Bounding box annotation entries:

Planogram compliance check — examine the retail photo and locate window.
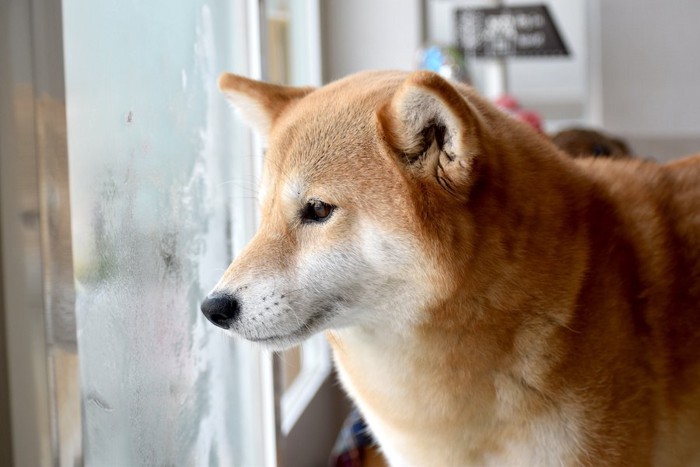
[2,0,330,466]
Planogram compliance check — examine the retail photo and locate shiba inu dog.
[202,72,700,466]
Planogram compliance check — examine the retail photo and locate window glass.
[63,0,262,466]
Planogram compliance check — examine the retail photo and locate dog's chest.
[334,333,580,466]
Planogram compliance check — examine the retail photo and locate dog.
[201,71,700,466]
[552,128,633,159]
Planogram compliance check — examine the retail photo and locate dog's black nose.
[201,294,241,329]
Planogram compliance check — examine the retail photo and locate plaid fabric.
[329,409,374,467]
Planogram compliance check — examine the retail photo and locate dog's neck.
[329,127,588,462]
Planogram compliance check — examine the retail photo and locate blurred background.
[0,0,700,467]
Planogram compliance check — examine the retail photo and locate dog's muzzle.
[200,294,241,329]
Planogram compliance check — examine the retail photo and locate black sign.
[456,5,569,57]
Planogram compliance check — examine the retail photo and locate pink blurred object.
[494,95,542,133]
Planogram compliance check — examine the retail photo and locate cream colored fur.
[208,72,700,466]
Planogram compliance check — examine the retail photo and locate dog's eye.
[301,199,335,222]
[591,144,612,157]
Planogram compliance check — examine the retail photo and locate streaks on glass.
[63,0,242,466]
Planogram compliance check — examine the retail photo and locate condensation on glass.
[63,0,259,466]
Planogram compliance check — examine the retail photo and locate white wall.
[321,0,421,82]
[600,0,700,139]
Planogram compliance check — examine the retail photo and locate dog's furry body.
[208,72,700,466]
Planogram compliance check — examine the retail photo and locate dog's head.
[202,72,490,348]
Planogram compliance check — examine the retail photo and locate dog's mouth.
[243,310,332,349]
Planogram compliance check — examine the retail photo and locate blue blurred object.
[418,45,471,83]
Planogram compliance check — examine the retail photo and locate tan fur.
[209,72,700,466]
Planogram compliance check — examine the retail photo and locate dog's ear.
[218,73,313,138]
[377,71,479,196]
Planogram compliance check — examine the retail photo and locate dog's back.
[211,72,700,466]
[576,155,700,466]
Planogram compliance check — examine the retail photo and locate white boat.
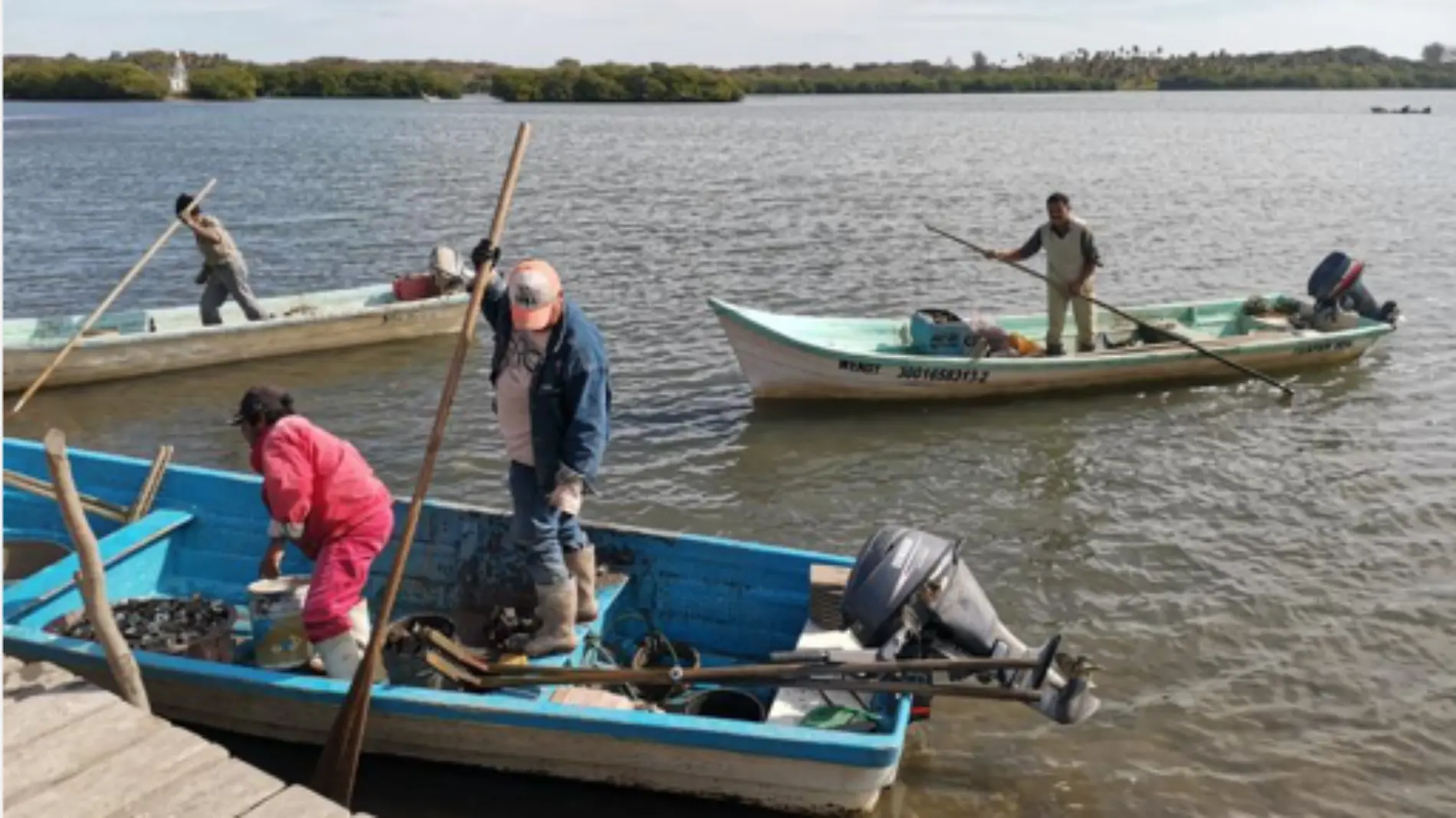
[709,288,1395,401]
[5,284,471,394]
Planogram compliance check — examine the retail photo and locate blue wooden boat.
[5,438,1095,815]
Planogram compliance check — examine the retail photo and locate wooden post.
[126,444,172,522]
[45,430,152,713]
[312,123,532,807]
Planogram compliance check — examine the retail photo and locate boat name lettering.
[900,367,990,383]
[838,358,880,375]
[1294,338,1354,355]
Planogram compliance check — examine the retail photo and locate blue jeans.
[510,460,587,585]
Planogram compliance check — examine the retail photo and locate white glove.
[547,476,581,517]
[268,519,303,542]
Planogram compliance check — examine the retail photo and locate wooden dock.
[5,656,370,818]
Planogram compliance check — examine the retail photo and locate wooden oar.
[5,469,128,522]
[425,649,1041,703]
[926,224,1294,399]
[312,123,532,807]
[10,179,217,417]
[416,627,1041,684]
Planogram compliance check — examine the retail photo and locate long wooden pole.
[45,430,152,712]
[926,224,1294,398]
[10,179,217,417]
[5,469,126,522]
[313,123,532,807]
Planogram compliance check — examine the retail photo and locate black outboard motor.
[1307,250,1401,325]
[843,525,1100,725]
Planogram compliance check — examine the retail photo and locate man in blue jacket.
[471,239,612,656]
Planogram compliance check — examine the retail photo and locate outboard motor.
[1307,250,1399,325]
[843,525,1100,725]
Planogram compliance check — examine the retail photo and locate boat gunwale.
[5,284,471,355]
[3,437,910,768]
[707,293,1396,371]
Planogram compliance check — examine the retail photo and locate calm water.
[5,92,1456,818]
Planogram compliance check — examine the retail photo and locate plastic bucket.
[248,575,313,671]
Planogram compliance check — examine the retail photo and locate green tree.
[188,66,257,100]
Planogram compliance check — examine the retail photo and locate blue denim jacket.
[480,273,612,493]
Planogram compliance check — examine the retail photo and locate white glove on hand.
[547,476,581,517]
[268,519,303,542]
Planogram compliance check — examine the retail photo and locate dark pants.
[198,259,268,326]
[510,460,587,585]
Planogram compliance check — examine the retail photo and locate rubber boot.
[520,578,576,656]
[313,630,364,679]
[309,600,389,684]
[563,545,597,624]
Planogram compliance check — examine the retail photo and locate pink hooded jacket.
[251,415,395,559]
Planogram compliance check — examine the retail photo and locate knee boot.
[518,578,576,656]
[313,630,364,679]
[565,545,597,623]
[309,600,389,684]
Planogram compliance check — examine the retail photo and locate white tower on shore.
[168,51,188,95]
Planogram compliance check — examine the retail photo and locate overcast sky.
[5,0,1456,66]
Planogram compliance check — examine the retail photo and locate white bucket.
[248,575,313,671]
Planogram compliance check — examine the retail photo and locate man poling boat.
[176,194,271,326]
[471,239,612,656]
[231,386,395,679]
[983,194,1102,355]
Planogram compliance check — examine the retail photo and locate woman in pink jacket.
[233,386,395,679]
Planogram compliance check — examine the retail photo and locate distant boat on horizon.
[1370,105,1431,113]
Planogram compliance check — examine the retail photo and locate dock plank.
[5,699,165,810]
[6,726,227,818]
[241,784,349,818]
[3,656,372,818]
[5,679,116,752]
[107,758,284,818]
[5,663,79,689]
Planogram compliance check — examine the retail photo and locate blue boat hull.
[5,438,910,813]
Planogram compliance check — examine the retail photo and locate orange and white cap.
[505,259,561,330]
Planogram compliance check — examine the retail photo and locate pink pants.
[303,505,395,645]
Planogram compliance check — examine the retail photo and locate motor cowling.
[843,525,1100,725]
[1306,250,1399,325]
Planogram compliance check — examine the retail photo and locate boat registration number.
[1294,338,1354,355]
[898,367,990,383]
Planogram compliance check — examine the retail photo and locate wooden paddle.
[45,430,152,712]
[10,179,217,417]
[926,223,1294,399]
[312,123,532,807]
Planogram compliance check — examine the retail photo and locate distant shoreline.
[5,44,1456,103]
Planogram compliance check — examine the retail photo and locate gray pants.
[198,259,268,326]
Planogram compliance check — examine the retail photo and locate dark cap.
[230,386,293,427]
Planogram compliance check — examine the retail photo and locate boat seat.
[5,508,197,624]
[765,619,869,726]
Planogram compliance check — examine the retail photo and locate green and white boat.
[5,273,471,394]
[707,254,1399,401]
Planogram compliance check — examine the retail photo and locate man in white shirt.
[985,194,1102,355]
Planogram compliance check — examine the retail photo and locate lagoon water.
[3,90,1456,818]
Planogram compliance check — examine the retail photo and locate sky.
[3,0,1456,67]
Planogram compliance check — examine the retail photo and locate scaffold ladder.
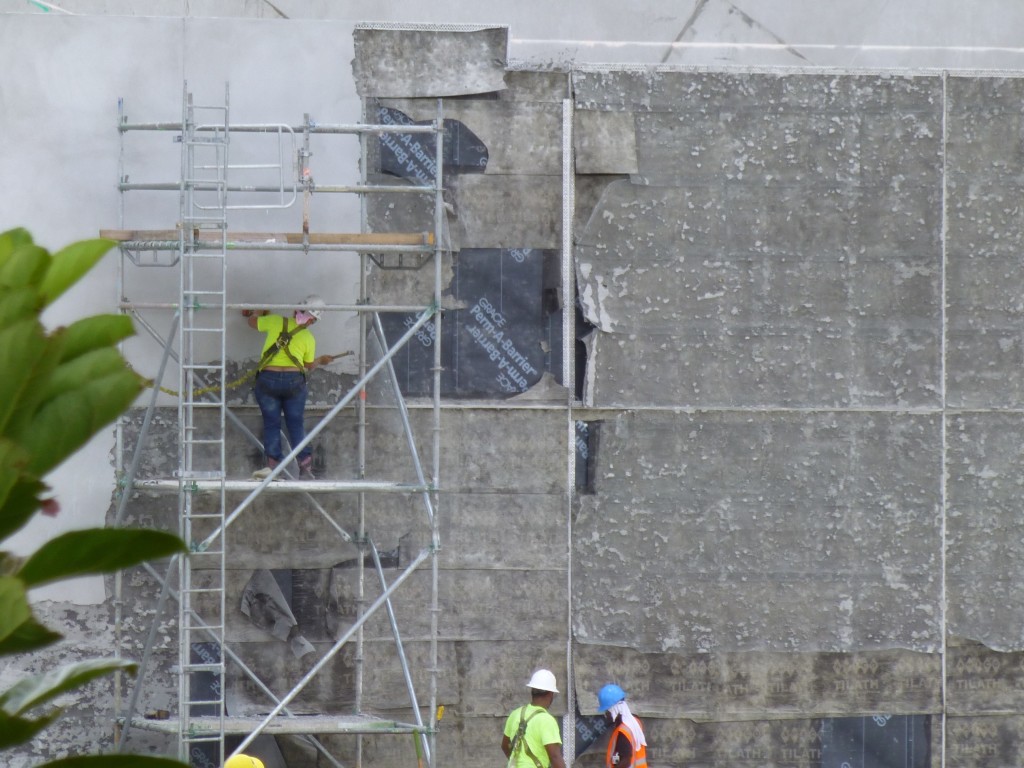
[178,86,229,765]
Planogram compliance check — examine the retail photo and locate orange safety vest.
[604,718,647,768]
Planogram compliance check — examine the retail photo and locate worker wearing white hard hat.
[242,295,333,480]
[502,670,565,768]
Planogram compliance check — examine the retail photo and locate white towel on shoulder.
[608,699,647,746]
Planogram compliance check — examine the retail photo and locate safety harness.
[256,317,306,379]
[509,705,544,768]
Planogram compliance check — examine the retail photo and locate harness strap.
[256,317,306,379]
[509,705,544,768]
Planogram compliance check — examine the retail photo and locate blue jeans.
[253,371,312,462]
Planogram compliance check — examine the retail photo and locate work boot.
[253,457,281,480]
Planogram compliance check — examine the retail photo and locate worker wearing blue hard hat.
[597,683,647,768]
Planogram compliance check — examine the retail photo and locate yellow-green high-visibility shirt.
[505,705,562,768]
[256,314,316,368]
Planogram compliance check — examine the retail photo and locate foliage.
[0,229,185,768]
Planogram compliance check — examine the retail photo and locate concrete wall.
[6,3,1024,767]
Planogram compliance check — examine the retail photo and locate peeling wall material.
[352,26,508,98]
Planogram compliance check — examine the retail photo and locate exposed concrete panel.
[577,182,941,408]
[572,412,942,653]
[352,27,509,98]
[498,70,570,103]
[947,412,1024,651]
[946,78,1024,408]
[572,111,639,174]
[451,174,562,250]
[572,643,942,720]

Direction
Work out how many lines in the rows above contain the string "dock", treating uppercase and lowercase as different. Reply with the number alone.

Expected answer
2